--- START Data to process ---
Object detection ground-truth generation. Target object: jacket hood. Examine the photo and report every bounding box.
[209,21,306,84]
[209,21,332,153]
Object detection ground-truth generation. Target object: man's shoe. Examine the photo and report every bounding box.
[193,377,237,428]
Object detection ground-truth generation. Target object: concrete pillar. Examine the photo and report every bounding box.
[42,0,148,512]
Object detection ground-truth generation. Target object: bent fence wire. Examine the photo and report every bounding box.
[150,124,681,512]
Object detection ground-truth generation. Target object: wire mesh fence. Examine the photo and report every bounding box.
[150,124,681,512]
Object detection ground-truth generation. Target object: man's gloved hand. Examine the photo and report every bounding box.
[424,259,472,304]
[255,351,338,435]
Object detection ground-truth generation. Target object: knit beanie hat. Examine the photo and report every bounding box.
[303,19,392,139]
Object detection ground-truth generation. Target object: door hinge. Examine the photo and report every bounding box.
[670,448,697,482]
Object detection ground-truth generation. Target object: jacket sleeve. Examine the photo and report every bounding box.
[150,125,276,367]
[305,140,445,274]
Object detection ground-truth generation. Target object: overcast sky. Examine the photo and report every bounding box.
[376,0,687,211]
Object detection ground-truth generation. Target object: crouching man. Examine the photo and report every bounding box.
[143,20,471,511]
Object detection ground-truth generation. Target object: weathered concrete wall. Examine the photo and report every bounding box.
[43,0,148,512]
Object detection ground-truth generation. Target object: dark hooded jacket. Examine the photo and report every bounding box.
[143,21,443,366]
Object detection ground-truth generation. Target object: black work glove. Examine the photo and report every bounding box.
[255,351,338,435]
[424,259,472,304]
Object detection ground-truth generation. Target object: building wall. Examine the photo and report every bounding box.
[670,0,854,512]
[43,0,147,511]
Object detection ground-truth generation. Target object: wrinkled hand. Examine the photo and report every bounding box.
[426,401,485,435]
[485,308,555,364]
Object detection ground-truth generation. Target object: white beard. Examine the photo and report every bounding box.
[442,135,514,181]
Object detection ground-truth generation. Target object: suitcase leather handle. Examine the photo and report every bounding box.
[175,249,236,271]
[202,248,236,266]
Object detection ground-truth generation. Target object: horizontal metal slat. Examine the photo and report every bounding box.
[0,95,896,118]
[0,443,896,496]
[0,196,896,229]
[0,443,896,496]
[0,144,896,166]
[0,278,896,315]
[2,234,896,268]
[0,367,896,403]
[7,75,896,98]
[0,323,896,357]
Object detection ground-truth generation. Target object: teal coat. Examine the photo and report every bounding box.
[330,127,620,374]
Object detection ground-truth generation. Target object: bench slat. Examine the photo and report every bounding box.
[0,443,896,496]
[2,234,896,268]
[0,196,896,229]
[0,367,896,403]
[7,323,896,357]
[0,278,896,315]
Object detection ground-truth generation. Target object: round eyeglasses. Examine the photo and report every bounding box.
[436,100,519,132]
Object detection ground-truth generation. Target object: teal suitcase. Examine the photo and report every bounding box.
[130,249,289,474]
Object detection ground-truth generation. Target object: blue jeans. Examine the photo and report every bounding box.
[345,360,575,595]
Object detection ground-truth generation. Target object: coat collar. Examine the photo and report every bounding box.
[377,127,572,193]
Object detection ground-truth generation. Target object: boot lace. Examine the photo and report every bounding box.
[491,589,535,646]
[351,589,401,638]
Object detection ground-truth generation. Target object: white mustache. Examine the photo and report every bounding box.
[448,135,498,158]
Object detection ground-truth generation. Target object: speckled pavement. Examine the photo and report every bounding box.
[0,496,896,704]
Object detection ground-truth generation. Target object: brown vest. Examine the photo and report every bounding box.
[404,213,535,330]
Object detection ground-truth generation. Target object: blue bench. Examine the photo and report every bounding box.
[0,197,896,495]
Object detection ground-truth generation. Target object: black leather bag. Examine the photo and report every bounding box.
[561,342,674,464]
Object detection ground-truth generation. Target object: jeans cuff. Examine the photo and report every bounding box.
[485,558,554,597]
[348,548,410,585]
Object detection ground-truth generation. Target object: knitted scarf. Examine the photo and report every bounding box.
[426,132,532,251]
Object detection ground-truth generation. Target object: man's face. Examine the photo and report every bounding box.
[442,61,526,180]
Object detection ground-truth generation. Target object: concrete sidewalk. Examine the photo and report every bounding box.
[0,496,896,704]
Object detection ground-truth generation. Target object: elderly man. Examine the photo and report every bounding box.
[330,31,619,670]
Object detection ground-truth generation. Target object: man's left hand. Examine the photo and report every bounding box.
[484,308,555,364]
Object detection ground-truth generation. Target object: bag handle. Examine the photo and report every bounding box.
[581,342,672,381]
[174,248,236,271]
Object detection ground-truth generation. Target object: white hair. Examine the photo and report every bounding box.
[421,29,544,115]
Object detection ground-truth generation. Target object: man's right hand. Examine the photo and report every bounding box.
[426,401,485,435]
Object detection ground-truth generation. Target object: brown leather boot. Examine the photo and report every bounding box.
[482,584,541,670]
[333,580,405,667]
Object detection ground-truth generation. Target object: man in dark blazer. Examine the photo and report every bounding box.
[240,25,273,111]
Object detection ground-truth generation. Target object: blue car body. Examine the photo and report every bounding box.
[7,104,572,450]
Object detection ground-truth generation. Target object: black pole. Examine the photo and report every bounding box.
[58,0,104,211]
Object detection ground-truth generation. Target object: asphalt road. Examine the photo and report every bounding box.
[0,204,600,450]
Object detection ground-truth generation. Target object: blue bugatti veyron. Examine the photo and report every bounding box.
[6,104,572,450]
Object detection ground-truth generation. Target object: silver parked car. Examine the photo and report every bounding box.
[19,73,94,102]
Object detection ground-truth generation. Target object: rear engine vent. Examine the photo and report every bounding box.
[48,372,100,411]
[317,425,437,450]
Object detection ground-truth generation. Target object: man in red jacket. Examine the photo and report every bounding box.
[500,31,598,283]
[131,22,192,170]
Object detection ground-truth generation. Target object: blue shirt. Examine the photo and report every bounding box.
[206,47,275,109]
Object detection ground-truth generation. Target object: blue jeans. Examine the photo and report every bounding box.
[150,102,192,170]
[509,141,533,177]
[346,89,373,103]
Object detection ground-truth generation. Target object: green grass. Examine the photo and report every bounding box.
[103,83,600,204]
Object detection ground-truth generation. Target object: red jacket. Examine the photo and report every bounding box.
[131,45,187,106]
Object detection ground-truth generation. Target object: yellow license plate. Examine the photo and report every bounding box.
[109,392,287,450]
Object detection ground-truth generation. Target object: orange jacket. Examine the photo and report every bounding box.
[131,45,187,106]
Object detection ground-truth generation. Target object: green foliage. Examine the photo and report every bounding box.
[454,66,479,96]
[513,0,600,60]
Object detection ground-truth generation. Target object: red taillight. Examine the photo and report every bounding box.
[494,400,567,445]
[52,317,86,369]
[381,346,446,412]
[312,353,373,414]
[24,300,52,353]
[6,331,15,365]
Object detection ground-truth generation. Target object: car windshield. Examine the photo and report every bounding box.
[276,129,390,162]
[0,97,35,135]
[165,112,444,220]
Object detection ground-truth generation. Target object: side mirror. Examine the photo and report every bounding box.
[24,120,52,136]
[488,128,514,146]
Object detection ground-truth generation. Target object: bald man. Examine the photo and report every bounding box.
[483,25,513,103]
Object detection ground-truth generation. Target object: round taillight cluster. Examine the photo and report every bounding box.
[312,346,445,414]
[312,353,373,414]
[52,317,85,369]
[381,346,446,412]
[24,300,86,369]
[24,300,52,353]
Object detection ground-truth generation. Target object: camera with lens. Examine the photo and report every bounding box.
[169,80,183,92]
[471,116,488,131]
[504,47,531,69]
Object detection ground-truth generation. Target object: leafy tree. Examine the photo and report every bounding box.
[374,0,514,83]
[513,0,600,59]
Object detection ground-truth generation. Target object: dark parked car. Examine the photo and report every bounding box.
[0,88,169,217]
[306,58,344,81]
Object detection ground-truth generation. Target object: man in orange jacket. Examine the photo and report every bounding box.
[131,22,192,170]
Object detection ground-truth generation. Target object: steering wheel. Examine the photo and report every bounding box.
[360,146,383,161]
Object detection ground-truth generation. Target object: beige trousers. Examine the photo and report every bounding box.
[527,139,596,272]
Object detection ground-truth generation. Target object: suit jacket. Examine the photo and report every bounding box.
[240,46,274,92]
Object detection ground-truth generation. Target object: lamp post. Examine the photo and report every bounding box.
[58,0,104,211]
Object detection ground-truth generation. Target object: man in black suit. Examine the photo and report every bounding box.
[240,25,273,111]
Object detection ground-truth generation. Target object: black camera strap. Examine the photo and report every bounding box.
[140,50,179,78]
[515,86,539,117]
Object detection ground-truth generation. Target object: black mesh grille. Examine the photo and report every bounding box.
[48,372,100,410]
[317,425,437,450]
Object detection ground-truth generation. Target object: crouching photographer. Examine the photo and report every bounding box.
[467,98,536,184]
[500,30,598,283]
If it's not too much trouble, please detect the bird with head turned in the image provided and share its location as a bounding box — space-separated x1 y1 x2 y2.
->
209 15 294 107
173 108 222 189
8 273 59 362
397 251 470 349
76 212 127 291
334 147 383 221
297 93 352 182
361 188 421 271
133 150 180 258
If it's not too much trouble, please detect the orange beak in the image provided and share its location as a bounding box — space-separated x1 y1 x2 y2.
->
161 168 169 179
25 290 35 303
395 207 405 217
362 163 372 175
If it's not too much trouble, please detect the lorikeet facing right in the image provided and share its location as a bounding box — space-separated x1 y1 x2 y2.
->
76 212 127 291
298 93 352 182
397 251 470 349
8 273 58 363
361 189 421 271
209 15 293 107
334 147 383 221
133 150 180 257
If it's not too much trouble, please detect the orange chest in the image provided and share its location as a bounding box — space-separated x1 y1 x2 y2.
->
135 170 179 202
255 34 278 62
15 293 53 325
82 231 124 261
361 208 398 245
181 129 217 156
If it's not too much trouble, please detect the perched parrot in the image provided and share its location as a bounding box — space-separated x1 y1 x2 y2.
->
--- END Data to process ---
Exercise directions.
Duplicate the lines of the data above word for word, starting with the line that contains "object: teal suitcase." and continuing through the line that contains "[426,132,532,251]", with both of those lines included.

Correct response.
Object detection ground-truth generation. Target object: teal suitcase. Examine the photo and report every bounding box.
[130,249,289,474]
Object detection ground-truth generation. Target object: blue jeans. Examine the photo and report every bounding box.
[345,360,575,595]
Object detection ground-truth generation. Target object: coat collar. Examine the photo and report every bounding box.
[377,127,572,193]
Object detection ground-truth generation. Target object: boot lace. Examine the photo and report every bounding box.
[491,589,535,646]
[351,589,401,638]
Object detection ground-truth generation. Target object: white mustache. Examine the photo and report every bounding box.
[448,135,498,158]
Object detection ground-truth generation. Target object: speckled pavement. Examine the photo and report every bounding box.
[0,496,896,704]
Object detection ground-truth generation. Target object: brown vest. Examine the photo and report every bounding box.
[404,213,535,330]
Object detection ground-truth generation. Target object: blue bench. Examine the photo and report every bounding box.
[0,197,896,495]
Object detection ground-truth generation. Target object: black leather bag. Examine the photo and report every bounding box.
[561,342,674,464]
Object detection ground-truth generation. Target object: jeans cuff. Examine the photo and report every bounding box.
[485,558,554,597]
[348,548,410,585]
Object detection ground-truth generation. Target object: knitted scarf. Examine the photo and report every bounding box.
[426,132,532,251]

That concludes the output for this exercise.